[Opening Extracted entries section]

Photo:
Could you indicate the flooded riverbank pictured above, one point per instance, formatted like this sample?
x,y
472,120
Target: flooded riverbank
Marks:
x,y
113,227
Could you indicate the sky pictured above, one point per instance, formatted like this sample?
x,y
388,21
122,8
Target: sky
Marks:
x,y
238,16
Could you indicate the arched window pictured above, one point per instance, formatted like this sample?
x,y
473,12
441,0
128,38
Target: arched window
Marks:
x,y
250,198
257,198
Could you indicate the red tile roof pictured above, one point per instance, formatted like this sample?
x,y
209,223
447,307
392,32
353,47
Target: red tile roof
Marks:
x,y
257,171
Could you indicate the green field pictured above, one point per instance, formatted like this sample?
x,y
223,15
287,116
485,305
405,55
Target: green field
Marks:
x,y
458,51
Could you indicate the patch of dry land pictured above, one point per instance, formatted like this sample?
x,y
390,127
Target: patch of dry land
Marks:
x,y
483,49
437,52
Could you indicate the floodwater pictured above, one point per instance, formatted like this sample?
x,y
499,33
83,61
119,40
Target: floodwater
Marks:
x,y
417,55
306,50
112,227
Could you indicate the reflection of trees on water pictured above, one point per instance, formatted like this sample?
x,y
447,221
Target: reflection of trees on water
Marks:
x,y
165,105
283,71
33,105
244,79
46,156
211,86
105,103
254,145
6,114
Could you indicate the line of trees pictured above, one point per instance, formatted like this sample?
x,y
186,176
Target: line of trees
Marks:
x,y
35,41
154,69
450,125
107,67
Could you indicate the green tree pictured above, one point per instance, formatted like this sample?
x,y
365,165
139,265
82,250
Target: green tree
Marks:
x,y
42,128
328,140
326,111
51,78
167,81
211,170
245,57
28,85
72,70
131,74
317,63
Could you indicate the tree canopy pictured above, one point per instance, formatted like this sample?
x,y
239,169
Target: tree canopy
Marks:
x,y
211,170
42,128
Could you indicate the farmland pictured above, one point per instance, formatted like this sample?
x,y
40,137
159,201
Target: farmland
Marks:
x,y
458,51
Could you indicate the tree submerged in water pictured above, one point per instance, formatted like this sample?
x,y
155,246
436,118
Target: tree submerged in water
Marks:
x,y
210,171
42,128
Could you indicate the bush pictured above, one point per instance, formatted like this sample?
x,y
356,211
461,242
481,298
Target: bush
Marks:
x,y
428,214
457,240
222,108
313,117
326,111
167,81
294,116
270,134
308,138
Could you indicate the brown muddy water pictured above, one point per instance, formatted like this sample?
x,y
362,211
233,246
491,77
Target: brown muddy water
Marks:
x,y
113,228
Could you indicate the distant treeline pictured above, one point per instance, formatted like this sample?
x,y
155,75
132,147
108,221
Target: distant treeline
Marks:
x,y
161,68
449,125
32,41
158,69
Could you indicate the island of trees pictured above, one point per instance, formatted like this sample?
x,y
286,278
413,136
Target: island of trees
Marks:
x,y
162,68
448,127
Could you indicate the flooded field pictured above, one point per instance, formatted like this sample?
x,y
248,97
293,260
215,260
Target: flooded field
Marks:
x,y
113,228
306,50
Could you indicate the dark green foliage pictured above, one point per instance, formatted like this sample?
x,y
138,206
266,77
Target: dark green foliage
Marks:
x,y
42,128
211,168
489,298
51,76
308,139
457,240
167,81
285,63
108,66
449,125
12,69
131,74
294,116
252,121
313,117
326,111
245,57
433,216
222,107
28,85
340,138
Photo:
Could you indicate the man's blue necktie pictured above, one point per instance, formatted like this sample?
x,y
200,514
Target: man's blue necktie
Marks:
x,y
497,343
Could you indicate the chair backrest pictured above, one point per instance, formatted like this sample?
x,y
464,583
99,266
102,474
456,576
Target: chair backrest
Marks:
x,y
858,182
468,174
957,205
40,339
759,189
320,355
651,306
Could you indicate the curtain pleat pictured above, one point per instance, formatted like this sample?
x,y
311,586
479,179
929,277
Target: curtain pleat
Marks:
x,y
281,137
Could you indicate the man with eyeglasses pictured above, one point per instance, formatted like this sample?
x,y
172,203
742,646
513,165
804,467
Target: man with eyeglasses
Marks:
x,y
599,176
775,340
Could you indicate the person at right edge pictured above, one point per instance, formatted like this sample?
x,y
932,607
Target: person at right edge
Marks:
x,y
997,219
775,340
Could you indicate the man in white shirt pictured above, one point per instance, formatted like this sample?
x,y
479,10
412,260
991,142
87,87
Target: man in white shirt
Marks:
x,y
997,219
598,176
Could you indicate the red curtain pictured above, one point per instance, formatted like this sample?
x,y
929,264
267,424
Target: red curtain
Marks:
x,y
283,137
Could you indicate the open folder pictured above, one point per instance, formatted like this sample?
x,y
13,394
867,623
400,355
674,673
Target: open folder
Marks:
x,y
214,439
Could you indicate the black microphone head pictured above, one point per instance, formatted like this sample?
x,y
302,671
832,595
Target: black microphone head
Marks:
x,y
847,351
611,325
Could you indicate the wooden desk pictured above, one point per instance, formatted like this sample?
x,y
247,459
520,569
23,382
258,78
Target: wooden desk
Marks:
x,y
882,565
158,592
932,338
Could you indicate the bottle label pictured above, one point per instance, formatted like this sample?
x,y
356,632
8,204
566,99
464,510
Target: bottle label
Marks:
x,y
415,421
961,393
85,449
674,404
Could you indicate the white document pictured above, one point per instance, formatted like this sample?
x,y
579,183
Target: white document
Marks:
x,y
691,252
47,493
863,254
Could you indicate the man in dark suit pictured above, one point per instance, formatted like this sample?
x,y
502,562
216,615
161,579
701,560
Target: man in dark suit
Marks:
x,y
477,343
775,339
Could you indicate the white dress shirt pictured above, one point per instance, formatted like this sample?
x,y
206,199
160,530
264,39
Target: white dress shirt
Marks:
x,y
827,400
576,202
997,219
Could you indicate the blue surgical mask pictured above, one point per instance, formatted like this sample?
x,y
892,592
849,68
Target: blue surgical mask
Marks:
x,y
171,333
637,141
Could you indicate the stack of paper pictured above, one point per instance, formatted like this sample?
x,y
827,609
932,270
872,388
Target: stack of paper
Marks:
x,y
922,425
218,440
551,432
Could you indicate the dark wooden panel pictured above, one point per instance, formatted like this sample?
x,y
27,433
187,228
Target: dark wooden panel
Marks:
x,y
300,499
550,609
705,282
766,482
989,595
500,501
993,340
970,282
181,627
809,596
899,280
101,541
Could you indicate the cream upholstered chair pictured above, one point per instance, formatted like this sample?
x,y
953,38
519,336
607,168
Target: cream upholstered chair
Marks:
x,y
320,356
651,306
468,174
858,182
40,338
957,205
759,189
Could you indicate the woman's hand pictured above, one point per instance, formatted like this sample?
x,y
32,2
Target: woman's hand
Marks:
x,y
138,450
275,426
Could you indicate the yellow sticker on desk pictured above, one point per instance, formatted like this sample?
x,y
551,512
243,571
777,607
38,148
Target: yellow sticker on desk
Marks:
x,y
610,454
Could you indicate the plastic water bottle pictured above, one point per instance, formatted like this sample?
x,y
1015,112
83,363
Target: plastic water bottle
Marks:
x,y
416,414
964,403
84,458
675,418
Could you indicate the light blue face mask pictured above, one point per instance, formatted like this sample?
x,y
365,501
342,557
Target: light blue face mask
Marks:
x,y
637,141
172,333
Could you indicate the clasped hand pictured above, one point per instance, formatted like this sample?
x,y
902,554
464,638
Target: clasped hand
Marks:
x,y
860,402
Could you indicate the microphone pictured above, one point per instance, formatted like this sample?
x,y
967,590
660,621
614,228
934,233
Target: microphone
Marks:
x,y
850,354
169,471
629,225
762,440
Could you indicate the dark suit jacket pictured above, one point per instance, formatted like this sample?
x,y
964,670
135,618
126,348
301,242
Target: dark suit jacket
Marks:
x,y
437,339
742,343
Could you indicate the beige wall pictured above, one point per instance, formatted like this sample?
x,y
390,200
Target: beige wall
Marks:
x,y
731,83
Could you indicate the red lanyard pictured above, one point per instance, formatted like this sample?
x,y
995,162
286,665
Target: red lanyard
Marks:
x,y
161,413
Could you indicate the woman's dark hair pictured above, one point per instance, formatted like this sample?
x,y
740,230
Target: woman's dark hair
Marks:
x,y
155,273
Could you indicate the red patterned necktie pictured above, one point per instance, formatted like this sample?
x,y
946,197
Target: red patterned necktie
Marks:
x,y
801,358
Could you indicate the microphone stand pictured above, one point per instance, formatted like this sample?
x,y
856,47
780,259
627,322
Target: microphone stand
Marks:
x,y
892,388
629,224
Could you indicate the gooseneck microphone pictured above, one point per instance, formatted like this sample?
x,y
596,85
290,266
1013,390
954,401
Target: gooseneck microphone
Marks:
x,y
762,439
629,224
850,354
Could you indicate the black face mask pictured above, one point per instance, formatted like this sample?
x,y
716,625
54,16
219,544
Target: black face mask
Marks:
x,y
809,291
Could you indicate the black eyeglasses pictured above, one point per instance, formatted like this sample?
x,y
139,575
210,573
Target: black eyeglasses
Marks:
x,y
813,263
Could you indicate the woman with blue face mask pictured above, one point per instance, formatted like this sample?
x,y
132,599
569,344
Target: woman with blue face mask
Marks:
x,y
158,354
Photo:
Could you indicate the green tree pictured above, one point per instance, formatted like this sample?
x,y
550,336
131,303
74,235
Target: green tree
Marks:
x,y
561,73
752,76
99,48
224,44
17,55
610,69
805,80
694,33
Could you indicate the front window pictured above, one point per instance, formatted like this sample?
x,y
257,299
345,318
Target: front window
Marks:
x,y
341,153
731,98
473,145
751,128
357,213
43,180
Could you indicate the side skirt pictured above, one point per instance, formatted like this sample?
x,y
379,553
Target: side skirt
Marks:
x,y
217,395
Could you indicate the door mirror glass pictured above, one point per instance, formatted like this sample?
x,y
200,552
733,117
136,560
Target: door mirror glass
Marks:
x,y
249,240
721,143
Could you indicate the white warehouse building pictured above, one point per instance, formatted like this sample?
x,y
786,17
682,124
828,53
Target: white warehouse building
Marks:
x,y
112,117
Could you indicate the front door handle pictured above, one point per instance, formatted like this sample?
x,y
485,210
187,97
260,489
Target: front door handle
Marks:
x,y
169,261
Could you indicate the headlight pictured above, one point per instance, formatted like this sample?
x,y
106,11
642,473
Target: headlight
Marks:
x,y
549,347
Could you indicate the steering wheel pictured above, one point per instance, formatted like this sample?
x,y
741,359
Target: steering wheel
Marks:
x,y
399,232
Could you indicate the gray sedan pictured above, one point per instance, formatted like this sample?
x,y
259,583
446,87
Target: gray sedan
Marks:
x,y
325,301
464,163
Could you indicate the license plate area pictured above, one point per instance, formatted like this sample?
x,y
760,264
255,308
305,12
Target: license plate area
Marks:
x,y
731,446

[Closing Extracted entries section]

Problem
From the opening line of the data above through the line that contains "Target: sky", please print each line as it stands and only those lines.

Expected output
Photo:
Could you indicate the flooded riverbank pictured above, one point per instance, formatted like this sample?
x,y
472,120
Target: flooded riverbank
Marks:
x,y
113,227
Could you indicate the sky pictured above, one point per instance, formatted like this sample?
x,y
388,21
122,8
Target: sky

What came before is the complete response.